■ **Dataset records**:
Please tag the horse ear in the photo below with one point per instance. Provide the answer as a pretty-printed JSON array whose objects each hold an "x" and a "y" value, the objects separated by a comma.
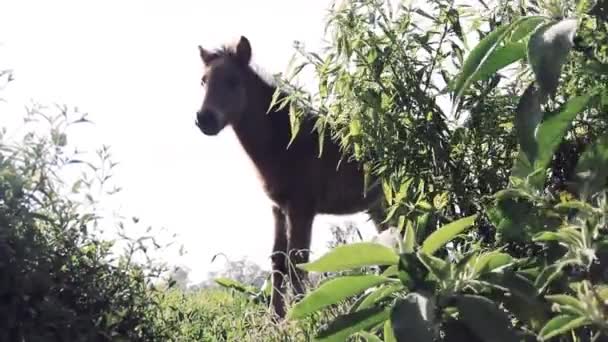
[
  {"x": 243, "y": 50},
  {"x": 206, "y": 55}
]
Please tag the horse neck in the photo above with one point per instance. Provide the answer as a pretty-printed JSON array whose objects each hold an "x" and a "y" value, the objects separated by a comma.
[{"x": 257, "y": 130}]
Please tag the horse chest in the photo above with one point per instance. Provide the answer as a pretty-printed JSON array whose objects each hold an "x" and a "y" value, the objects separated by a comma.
[{"x": 285, "y": 182}]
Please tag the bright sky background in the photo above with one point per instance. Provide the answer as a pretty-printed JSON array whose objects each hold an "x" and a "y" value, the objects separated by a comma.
[{"x": 134, "y": 67}]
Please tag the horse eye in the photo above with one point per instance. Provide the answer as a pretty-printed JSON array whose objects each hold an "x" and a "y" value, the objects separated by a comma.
[{"x": 232, "y": 81}]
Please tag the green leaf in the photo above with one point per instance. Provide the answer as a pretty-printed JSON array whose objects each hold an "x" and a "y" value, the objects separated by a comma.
[
  {"x": 485, "y": 319},
  {"x": 379, "y": 294},
  {"x": 568, "y": 301},
  {"x": 446, "y": 233},
  {"x": 409, "y": 239},
  {"x": 369, "y": 337},
  {"x": 334, "y": 291},
  {"x": 550, "y": 272},
  {"x": 438, "y": 267},
  {"x": 412, "y": 318},
  {"x": 528, "y": 115},
  {"x": 233, "y": 284},
  {"x": 552, "y": 130},
  {"x": 389, "y": 336},
  {"x": 351, "y": 256},
  {"x": 526, "y": 27},
  {"x": 487, "y": 57},
  {"x": 346, "y": 325},
  {"x": 548, "y": 48},
  {"x": 592, "y": 168},
  {"x": 489, "y": 262},
  {"x": 521, "y": 297},
  {"x": 476, "y": 58},
  {"x": 560, "y": 325},
  {"x": 501, "y": 58}
]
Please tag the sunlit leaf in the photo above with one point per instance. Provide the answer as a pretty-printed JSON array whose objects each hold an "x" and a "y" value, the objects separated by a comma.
[
  {"x": 412, "y": 318},
  {"x": 334, "y": 291},
  {"x": 592, "y": 168},
  {"x": 485, "y": 319},
  {"x": 351, "y": 256},
  {"x": 345, "y": 325},
  {"x": 446, "y": 233},
  {"x": 548, "y": 48},
  {"x": 560, "y": 325}
]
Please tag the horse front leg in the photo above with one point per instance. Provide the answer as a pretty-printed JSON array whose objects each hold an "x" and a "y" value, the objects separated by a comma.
[
  {"x": 279, "y": 262},
  {"x": 299, "y": 232}
]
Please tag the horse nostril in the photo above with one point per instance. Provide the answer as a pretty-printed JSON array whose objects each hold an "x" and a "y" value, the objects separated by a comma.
[{"x": 207, "y": 122}]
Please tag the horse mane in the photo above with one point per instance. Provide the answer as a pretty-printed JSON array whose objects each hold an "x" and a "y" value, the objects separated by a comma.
[{"x": 230, "y": 52}]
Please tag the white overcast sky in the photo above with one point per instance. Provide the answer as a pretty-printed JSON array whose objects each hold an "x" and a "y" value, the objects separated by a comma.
[{"x": 134, "y": 67}]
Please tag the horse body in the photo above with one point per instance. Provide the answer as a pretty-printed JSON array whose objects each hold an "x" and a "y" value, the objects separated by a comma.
[{"x": 299, "y": 182}]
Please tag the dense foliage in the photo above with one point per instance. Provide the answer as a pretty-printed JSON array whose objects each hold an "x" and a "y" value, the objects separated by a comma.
[
  {"x": 486, "y": 125},
  {"x": 59, "y": 280},
  {"x": 488, "y": 130}
]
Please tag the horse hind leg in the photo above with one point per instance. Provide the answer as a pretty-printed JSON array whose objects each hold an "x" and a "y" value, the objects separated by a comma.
[
  {"x": 279, "y": 262},
  {"x": 299, "y": 233}
]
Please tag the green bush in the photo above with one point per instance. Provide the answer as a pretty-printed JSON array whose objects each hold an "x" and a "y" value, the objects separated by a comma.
[
  {"x": 60, "y": 281},
  {"x": 499, "y": 195}
]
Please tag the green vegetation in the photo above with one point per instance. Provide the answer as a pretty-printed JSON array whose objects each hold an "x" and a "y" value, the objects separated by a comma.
[
  {"x": 487, "y": 126},
  {"x": 499, "y": 194}
]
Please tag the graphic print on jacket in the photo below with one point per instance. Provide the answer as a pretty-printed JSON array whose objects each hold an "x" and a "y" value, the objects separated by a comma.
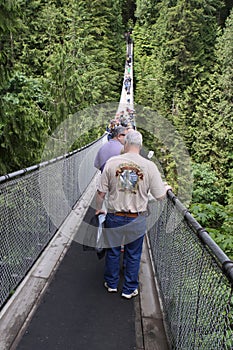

■ **The problem**:
Locate each line in the material above that contains the word "graphic" with the same capitalization, and copy every such line out in full.

■ **Completed exercise**:
Please tag the graphic print on jacket in the photo below with one point per instance. Provide the answer as a pretty-printed JSON array whose objects each hold an "x" and a "y" value, the objects separated by a comma.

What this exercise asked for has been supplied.